■ **Texte à étudier**
Je serai moins pessimiste sur les essais cliniques : les choses évoluent plutôt favorablement, d'abord du côté de l'agence nationale de la sécurité du médicament et des produits de santé (ANSM) pour les phases précoces. Il est en effet important que les phases précoces se réalisent en France car le choix du pays est clé pour le développement. On peut se réjouir que les choses aient progressé à l'ANSM en termes de délais et d'instruction, avec la mise à disposition d'équivalents temps plein pour l'examen des essais de phase précoce.
Le premier point d'amélioration concerne les comités de protection des personnes (CPP). Une réforme porte sur leur tirage au sort. Quand on dépose une demande d'essai clinique, l'ANSM en juge la recevabilité en examinant la sécurité du produit et le CPP examine la méthodologie et les questions éthiques. Le tirage au sort des CPP conduisait à ce qu'une demande d'essai en neurologie peut être adressée à un CPP plutôt spécialisé sur la dermatologie.

[Entrées de données enregistrées]
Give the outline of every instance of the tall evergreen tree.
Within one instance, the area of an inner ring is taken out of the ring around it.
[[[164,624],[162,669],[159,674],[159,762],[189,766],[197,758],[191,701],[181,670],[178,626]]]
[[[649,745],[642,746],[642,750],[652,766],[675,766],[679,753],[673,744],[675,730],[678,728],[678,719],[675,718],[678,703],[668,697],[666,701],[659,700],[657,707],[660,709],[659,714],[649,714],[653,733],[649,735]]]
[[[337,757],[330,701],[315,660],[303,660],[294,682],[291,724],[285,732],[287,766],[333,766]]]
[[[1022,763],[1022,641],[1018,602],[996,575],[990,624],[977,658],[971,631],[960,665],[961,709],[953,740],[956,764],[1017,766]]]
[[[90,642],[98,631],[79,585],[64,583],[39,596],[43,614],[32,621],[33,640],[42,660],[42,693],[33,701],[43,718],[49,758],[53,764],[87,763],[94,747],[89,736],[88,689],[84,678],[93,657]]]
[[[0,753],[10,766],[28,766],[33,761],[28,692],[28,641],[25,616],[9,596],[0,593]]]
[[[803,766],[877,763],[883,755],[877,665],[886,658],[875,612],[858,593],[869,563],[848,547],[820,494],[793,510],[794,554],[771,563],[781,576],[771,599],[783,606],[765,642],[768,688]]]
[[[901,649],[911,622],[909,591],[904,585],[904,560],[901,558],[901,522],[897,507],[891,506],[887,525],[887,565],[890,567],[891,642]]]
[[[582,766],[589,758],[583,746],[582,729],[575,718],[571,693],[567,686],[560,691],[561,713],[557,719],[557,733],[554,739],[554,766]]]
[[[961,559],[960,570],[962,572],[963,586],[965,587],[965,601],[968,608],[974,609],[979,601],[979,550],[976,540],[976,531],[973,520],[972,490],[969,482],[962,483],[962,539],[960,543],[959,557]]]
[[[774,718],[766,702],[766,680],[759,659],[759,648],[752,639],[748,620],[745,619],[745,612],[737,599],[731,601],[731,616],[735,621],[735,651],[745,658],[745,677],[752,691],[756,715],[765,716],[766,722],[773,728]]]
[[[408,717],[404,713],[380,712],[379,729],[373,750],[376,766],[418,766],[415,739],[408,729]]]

■ **Mise en pratique**
1. Recopiez fidèlement, dans le texte sur les essais cliniques, le passage qui va de « Je serai moins » jusqu'à « de phase précoce. ».
2. Répondez brièvement aux questions suivantes d'après le texte sur les essais cliniques.
(a) Qu'est-ce qui a été mis à disposition pour l'examen des essais de phase précoce ?
(b) Sur quoi porte la réforme concernant les comités de protection des personnes ?
(c) Lors d'une demande d'essai clinique, qu'examine le CPP ?

■ **Exercice corrigé**
1.
Je serai moins pessimiste sur les essais cliniques : les choses évoluent plutôt favorablement, d'abord du côté de l'agence nationale de la sécurité du médicament et des produits de santé (ANSM) pour les phases précoces. Il est en effet important que les phases précoces se réalisent en France car le choix du pays est clé pour le développement. On peut se réjouir que les choses aient progressé à l'ANSM en termes de délais et d'instruction, avec la mise à disposition d'équivalents temps plein pour l'examen des essais de phase précoce.

2.
(a) Des équivalents temps plein.
(b) Sur leur tirage au sort.
(c) La méthodologie et les questions éthiques.